EXERCISE INSTRUCTIONS: Extend the reflection on the body's signals and life as a Wall Street lawyer, picking up right after its final sentence.

PROVIDED TEXT:
┄┄┄┄┄┄
January 15, 2013 in Inspiration

A wise friend once told me that mind and body don’t always agree, but body is always right.  I intuitively knew that to be true – kind of like a baby won’t eat food that’s gone off, without contemplating why.  Babies are genius in that they don’t contemplate.  I kept looking for explanations anyway.  I didn’t want a baby answer, I wanted the opus on why this was so.  I wanted the Professor’s explanation.  I wanted proof beyond a reasonable doubt.  I looked with yoga.  I looked with body-centered therapy.  I looked with chakra healing, Chinese medicine and aryuveda.  I looked using food as medicine.  All of this looking yielded a lot of explanations, and all of them were right.  

I also looked on Wall Street.  I was there anyway, being the most serious lawyer I could be.  I arrived that first day of work bursting with excitement (the serious kind), and looked around at my incoming class of one hundred and thirty eager beavers: bright, motivated, enthusiastic, spirited, and pretty good looking for law nerds.  Good looking in that we were all in our twenties, and most of us had just had a good break since school, spent the summer outside, the men looked mostly manly, and the women had curves.  We had all just moved to New York City, the one that doesn’t sleep, the one that can do anything for you anytime, that playground for adults.  I had arrived!  I thought, naively.  This is going to be fantastic.  In many ways, it was.  My mind was having the time of her life!  The cases I worked on were out of a movie or textbook, I was learning a ton, and I discovered that I could survive on a minuscule amount of sleep.

My body, however, was barely keeping up.  I wasn’t the only one, and less than a year later I took stock of the health of my co-veterans, not to mention our bosses.  The men had turned pear shaped.  Many women had irregular periods (yes, we talk about this), and those who had been there the longest actually looked kind of like men.  Prozac and Wellbutrin – and the depression they “treat” – were normal.  Sleeping pills and alcohol were normal.  Broken relationships were normal.  High blood pressure was normal.  Bring stressed out and unhappy was normal.  Everyone was kind of grey, literally.  There were so many signs from the body that things were out of whack, but no one was listening.  The soul fires of the people I spent most of my time with had dimmed, big time.  So had mine, and the evidence was all over my life.
┄┄┄┄┄┄
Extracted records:

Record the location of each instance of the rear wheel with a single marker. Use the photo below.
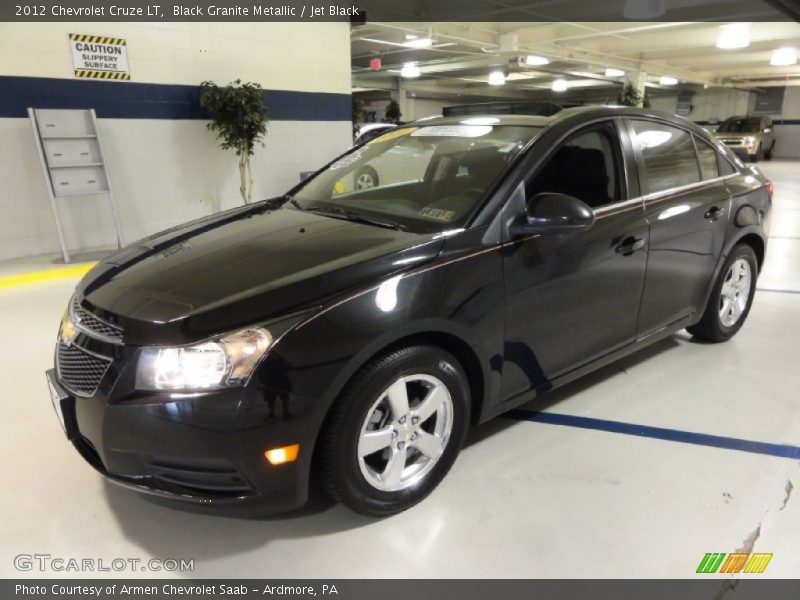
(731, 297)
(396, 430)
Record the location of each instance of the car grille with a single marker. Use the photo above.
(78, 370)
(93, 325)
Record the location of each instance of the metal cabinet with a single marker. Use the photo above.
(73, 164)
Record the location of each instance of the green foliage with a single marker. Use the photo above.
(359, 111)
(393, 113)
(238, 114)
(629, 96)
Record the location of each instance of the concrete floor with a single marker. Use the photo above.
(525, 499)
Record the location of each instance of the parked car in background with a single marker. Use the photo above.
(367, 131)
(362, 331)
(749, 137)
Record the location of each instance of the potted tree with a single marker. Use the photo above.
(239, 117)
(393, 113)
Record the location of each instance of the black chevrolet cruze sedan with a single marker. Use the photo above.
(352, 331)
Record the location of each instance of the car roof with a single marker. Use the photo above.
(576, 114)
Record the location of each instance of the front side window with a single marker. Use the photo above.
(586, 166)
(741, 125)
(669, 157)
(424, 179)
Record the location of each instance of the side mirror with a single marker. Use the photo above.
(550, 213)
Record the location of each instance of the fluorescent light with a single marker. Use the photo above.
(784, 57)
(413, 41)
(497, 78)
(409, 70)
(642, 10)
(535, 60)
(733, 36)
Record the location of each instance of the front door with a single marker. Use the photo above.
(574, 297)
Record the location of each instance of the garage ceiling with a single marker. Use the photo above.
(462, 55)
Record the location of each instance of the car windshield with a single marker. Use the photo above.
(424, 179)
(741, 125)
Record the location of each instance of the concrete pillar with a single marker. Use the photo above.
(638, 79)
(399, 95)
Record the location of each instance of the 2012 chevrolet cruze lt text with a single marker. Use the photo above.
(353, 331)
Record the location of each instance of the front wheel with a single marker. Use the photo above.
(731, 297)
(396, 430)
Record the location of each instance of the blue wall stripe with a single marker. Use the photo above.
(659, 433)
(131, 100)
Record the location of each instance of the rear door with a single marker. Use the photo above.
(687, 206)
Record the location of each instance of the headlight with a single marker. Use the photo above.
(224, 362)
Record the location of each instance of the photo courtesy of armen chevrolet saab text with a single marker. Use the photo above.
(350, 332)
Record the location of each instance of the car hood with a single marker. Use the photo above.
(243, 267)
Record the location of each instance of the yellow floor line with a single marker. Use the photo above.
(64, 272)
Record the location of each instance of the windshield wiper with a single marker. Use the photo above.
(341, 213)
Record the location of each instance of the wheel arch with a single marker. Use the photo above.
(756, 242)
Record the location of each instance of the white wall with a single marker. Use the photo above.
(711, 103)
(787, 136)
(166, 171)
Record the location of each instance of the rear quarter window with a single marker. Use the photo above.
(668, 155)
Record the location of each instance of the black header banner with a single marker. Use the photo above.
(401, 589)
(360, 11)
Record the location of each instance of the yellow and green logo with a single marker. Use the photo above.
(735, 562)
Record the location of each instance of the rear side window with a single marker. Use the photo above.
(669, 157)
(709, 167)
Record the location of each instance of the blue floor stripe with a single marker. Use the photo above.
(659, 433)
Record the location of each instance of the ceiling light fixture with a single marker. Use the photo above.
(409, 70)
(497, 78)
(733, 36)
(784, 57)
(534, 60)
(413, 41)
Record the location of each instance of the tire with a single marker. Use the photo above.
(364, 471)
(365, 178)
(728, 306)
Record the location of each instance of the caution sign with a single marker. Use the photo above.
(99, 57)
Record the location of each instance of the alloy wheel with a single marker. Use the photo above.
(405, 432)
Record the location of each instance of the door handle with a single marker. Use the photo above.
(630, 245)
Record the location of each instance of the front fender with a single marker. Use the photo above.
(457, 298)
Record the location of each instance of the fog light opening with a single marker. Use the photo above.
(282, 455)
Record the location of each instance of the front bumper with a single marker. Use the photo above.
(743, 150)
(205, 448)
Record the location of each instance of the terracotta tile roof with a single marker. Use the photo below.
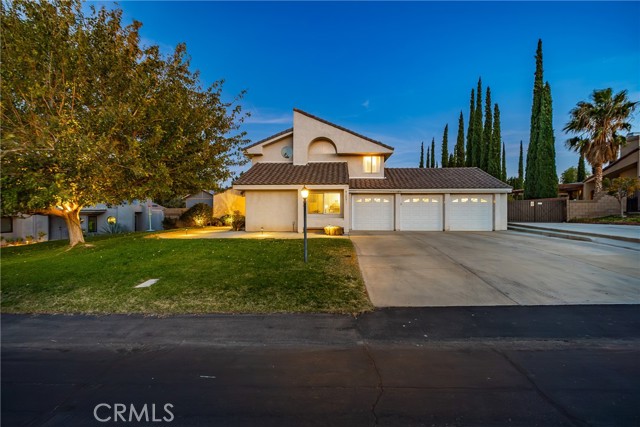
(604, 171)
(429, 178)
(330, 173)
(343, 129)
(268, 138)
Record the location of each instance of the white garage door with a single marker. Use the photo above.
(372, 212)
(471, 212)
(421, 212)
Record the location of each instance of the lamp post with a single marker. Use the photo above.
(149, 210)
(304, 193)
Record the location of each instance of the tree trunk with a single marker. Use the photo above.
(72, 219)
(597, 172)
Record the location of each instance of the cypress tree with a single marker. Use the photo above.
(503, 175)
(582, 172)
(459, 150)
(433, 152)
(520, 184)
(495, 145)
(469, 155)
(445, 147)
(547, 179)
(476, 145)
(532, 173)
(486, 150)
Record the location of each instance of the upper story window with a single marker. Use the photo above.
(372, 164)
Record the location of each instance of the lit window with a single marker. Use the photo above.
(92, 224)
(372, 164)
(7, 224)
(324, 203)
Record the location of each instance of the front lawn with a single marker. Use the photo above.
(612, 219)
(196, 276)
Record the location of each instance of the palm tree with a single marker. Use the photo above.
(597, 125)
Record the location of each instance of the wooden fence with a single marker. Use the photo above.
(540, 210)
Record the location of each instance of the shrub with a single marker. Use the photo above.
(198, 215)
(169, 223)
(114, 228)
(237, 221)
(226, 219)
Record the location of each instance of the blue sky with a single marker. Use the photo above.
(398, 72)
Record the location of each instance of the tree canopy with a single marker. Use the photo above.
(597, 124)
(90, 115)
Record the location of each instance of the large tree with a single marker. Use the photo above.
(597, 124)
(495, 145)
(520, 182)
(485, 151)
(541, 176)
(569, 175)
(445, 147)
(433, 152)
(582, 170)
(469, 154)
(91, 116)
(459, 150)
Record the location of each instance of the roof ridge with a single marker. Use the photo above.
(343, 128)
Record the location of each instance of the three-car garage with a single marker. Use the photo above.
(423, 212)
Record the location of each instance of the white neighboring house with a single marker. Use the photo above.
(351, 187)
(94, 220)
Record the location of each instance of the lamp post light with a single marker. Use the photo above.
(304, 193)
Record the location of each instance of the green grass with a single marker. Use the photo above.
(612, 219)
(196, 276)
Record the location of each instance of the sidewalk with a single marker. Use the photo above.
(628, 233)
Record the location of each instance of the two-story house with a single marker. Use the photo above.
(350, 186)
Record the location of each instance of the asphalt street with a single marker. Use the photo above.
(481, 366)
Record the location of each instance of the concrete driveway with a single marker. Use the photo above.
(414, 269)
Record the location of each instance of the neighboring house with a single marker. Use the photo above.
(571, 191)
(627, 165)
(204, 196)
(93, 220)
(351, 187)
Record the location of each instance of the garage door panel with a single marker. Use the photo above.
┄┄┄┄┄┄
FINAL ANSWER:
It took a while to integrate what I’d been studying, religiously, in the non-lawyer part of my life.  What exactly was the disagreement between mind and body, and how could I fix it and keep my day job?  Was my gig of lawyer by day and yoga teacher by night fun for me and dinner party conversation for everyone else, or was there something more to it?  Was I supposed to bail and move to an ashram?

The way we work – and the way we live while we work – is a kind of epidemic.  A totally unnecessary, habitual, gratuitous epidemic that keeps us from doing our best work, and from living happy healthy lives.  It’s not natural to not be shining your light.  Your body has probably let you know that something isn’t working, and your mission is to pay attention.  Soul fire isn’t something you can just turn on if you ignore it for too long, and you can’t really live without it.

What inspires me (and you too, I hope) is that change is much, much easier than you’d think.  It’s a breath, a stretch, an intention.  Go easy on yourself and check back here – I’d like to see that twenty-something smile back on your face.  That’s why I’m here.